| GIVEN RECORDS |

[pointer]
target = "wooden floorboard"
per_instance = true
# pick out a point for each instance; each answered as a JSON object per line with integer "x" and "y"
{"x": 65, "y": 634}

| WORK REQUIRED |
Please copy the line that contains "per_instance = true" and each line after it through the end of the records, exactly, and no other lines.

| SOLUTION TO THE PROBLEM |
per_instance = true
# pick out a point for each instance; each answered as a JSON object per line with integer "x" and "y"
{"x": 65, "y": 634}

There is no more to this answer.